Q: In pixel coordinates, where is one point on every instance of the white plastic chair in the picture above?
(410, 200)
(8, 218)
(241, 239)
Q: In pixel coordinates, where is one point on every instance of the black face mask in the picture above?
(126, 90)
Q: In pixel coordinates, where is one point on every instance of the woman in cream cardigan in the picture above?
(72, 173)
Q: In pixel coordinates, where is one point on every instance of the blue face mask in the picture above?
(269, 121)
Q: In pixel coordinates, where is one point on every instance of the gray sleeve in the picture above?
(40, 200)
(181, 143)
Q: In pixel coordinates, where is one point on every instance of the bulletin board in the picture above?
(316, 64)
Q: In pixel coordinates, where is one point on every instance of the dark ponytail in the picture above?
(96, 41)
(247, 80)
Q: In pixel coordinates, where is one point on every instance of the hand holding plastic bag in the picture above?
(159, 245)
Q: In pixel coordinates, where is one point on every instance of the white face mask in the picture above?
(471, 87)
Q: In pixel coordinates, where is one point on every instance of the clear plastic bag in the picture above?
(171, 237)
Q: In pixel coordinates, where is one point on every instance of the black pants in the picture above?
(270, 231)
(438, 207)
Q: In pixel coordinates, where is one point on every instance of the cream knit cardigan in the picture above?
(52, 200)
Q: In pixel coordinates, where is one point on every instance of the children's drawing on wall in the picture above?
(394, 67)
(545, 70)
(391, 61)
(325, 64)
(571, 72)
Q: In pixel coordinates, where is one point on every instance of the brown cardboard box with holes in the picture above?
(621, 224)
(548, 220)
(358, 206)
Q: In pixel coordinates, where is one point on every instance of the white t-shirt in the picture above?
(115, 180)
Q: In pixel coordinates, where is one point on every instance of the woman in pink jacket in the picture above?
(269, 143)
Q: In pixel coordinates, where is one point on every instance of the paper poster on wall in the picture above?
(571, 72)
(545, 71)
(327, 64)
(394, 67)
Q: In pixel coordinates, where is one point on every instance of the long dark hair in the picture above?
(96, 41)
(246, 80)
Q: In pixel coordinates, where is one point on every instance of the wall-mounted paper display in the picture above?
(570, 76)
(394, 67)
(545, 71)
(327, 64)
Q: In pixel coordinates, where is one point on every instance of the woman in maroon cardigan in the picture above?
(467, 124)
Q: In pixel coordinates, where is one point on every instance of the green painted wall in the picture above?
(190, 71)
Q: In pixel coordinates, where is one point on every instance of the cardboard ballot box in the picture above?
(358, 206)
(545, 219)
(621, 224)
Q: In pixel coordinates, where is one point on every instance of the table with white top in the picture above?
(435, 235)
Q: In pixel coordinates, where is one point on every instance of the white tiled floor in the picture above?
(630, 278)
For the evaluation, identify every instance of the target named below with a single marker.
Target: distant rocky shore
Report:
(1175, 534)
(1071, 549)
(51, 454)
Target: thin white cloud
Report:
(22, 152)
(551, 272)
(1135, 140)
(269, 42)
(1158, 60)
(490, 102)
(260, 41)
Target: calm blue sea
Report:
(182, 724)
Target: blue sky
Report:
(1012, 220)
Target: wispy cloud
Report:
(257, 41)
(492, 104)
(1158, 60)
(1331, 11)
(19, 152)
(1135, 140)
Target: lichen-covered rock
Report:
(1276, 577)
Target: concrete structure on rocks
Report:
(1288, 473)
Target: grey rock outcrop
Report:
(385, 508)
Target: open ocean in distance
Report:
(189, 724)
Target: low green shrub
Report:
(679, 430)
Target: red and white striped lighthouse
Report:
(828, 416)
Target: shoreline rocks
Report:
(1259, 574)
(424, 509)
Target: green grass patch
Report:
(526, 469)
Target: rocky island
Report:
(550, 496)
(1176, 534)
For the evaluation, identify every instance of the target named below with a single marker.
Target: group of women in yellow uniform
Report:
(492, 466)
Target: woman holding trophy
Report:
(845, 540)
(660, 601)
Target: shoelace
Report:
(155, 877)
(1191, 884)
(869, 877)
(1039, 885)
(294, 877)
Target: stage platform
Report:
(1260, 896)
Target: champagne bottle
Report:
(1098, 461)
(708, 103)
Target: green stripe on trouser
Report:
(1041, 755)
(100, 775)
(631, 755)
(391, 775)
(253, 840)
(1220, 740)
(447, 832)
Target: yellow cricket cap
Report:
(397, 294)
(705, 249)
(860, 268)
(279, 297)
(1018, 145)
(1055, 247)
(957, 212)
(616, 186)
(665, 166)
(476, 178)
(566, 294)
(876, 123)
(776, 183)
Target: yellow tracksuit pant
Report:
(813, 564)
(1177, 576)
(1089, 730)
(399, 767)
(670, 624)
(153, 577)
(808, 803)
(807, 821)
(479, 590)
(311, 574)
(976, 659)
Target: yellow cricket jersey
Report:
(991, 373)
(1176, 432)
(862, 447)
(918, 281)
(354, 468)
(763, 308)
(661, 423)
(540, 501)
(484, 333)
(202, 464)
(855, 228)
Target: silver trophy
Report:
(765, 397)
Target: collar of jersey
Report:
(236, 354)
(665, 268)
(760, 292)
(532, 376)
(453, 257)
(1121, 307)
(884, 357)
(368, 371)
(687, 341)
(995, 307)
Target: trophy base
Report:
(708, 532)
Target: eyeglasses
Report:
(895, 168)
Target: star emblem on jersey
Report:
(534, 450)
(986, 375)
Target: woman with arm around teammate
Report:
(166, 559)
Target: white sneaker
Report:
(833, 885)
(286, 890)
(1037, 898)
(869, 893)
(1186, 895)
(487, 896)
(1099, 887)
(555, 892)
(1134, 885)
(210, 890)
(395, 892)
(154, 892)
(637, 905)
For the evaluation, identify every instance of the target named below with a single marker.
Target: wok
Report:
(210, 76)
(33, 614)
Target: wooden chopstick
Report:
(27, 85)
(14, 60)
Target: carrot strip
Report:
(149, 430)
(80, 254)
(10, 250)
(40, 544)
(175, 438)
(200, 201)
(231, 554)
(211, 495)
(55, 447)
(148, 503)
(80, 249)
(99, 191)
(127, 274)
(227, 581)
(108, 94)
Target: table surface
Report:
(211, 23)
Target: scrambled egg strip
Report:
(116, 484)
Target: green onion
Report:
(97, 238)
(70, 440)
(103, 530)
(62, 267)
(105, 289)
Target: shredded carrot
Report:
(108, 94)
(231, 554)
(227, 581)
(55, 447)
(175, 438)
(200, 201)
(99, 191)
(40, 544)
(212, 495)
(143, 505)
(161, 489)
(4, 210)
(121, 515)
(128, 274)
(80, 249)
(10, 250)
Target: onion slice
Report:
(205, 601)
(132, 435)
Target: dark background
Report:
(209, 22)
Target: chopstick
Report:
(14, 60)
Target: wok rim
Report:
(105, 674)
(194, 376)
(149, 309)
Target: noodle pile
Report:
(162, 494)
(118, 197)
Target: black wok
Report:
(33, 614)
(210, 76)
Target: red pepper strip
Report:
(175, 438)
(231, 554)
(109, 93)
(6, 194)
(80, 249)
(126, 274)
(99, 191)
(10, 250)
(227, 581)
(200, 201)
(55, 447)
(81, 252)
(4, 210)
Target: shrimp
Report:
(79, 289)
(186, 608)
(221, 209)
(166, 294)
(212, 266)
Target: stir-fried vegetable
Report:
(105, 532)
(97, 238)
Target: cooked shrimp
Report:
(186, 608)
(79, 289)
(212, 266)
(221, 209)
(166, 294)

• • • • •

> Exercise task
Reproduce every line above word for word, leaving nothing out and changing nothing.

> Written solution
Q: In pixel coordinates, where is one point on every instance of the white plastic chair in the picture above?
(410, 200)
(8, 218)
(241, 239)
Q: In pixel coordinates, where is one point on every instance of the black face mask in the picture above?
(126, 90)
Q: In pixel coordinates, where is one point on every instance of the woman in cream cardigan in the picture above?
(72, 173)
Q: In pixel coordinates, where is one point on every instance of the blue face mask in the picture above?
(269, 121)
Q: In pixel coordinates, where is one point on every instance of the gray sleeve in the picture above?
(40, 200)
(181, 143)
Q: In pixel coordinates, where is one point on every instance of the bulletin board in the picture above?
(316, 64)
Q: In pixel coordinates, where is one point on every instance of the dark ponytail in the picture above?
(96, 41)
(247, 80)
Q: In pixel coordinates, where is one point on every instance of the hand holding plastic bag in the picture above?
(159, 245)
Q: In pixel coordinates, where is one point on every instance of the white face mask in the picture above?
(471, 87)
Q: In pixel coordinates, where is one point on every instance of the clear plastic bag in the picture above?
(171, 237)
Q: In pixel coordinates, where is one point on every instance of the black pants in the picture above?
(270, 231)
(438, 207)
Q: In pixel coordinates, where is one point on every instance of the cream knit cardigan in the picture above?
(52, 200)
Q: In pixel coordinates, where is one point on every instance of the children's drawing on wall in the picture above?
(394, 67)
(545, 70)
(391, 61)
(325, 64)
(571, 72)
Q: In pixel coordinates, where is one point on every instance of the brown cardboard box with holes in the picture above?
(621, 224)
(548, 220)
(358, 206)
Q: In pixel coordinates, where is one point on every instance of the white t-shirt in the picture above?
(115, 180)
Q: In pixel coordinates, where is one point on every instance of the woman in pink jacket in the picture above?
(269, 143)
Q: In pixel coordinates, where is one point on every instance of the paper poster on wall in the picture above?
(571, 72)
(545, 71)
(327, 64)
(394, 67)
Q: In pixel coordinates, where is one point on every instance of the long dark hair in the picture above?
(96, 41)
(246, 80)
Q: In pixel coordinates, where is one point on every instance of the wall-mounted paper display in the picture above?
(570, 76)
(394, 67)
(545, 71)
(327, 64)
Q: In pixel coordinates, where is one point on every instance of the woman in maroon cardigan in the picture above?
(467, 124)
Q: In pixel coordinates, where is one point on every instance of the green painted wall in the picture above?
(190, 71)
Q: In pixel coordinates, where is one point on every instance of the cardboard ballot box in the picture above?
(358, 206)
(545, 219)
(621, 224)
Q: In pixel coordinates, where is one point on every instance of the table with white top in the picture above?
(435, 235)
Q: In pixel coordinates, where is one point on every instance of the white tiled floor in the picture above?
(630, 278)
For the evaluation, identify every instance of the target named below with a single marker.
Target: distant rocky shore
Report:
(1175, 534)
(1071, 549)
(51, 454)
Target: thin white cloud
Report:
(22, 152)
(551, 272)
(1135, 140)
(269, 42)
(1158, 60)
(490, 102)
(260, 41)
Target: calm blue sea
Report:
(182, 724)
Target: blue sky
Report:
(1012, 220)
Target: wispy cloud
Report:
(257, 41)
(492, 104)
(1158, 60)
(1331, 11)
(19, 152)
(1135, 140)
Target: lichen-covered rock
Report:
(1276, 577)
Target: concrete structure on rocks
Report:
(1288, 473)
Target: grey rock outcrop
Report:
(385, 508)
Target: open ocean in distance
Report:
(189, 724)
Target: low green shrub
Report:
(679, 430)
Target: red and white striped lighthouse
Report:
(828, 416)
Target: shoreline rocks
Report:
(1259, 574)
(424, 509)
Target: green grass patch
Report:
(526, 469)
Target: rocky island
Report:
(550, 496)
(1176, 534)
For the evaluation, identify every instance of the target named below with a single marker.
Target: group of women in yellow uniform
Report:
(492, 466)
Target: woman holding trophy
Report:
(845, 540)
(660, 601)
Target: shoelace
Report:
(155, 877)
(1191, 884)
(869, 877)
(1039, 885)
(294, 877)
Target: stage platform
Report:
(1260, 896)
Target: champagne bottle
Report:
(1098, 461)
(708, 103)
Target: green stripe on trouser
Report:
(1041, 755)
(100, 775)
(631, 755)
(391, 775)
(253, 840)
(1220, 740)
(447, 832)
Target: yellow cricket cap
Report:
(397, 294)
(705, 249)
(860, 268)
(279, 297)
(1018, 145)
(1055, 247)
(957, 212)
(616, 186)
(665, 166)
(476, 178)
(566, 294)
(876, 123)
(776, 183)
Target: yellow tracksuit pant
Report:
(813, 564)
(1177, 576)
(1089, 730)
(399, 767)
(670, 624)
(153, 577)
(808, 803)
(807, 821)
(479, 590)
(311, 574)
(976, 659)
Target: yellow cricket jersey
Report:
(991, 373)
(1176, 432)
(862, 447)
(918, 281)
(354, 468)
(763, 308)
(661, 423)
(540, 501)
(484, 333)
(202, 464)
(855, 228)
Target: silver trophy
Report:
(765, 397)
Target: collar of jersey
Report:
(236, 354)
(665, 268)
(760, 292)
(532, 376)
(453, 257)
(1121, 307)
(884, 357)
(368, 371)
(687, 341)
(995, 307)
Target: trophy base
Report:
(708, 532)
Target: eyeglasses
Report:
(895, 168)
Target: star emblem on jersey
Report:
(534, 450)
(986, 375)
Target: woman with arm around teammate
Report:
(166, 559)
Target: white sneaker
Report:
(833, 885)
(286, 890)
(1037, 898)
(869, 893)
(1186, 895)
(487, 896)
(1099, 887)
(555, 892)
(1134, 885)
(210, 890)
(395, 892)
(154, 892)
(637, 905)
For the evaluation, identify every instance of the target named below with a single marker.
Target: wok
Report:
(210, 76)
(33, 614)
Target: wooden chopstick
Report:
(27, 85)
(14, 60)
Target: carrot strip
Report:
(149, 430)
(80, 254)
(10, 250)
(40, 544)
(175, 438)
(200, 201)
(231, 554)
(211, 495)
(55, 447)
(148, 503)
(80, 249)
(99, 191)
(127, 274)
(227, 581)
(108, 94)
Target: table surface
Report:
(211, 23)
Target: scrambled egg strip
Report:
(116, 484)
Target: green onion
Report:
(97, 238)
(70, 440)
(103, 530)
(62, 267)
(105, 289)
Target: shredded carrot
Report:
(108, 94)
(231, 554)
(227, 581)
(55, 447)
(175, 438)
(200, 201)
(99, 191)
(40, 544)
(212, 495)
(143, 505)
(161, 489)
(4, 210)
(121, 515)
(128, 274)
(80, 249)
(10, 250)
Target: onion slice
Report:
(205, 601)
(132, 435)
Target: dark background
Report:
(209, 22)
Target: chopstick
Report:
(14, 60)
Target: wok rim
Report:
(105, 674)
(194, 376)
(149, 309)
Target: noodle pile
Report:
(162, 494)
(118, 197)
Target: black wok
Report:
(33, 614)
(210, 76)
Target: red pepper strip
Report:
(175, 438)
(231, 554)
(109, 93)
(6, 194)
(80, 249)
(126, 274)
(99, 191)
(10, 250)
(227, 581)
(200, 201)
(55, 447)
(81, 252)
(4, 210)
Target: shrimp
Report:
(79, 289)
(186, 608)
(221, 209)
(166, 294)
(212, 266)
Target: stir-fried vegetable
Report:
(105, 532)
(97, 238)
Target: cooked shrimp
Report:
(186, 608)
(79, 289)
(212, 266)
(221, 209)
(166, 294)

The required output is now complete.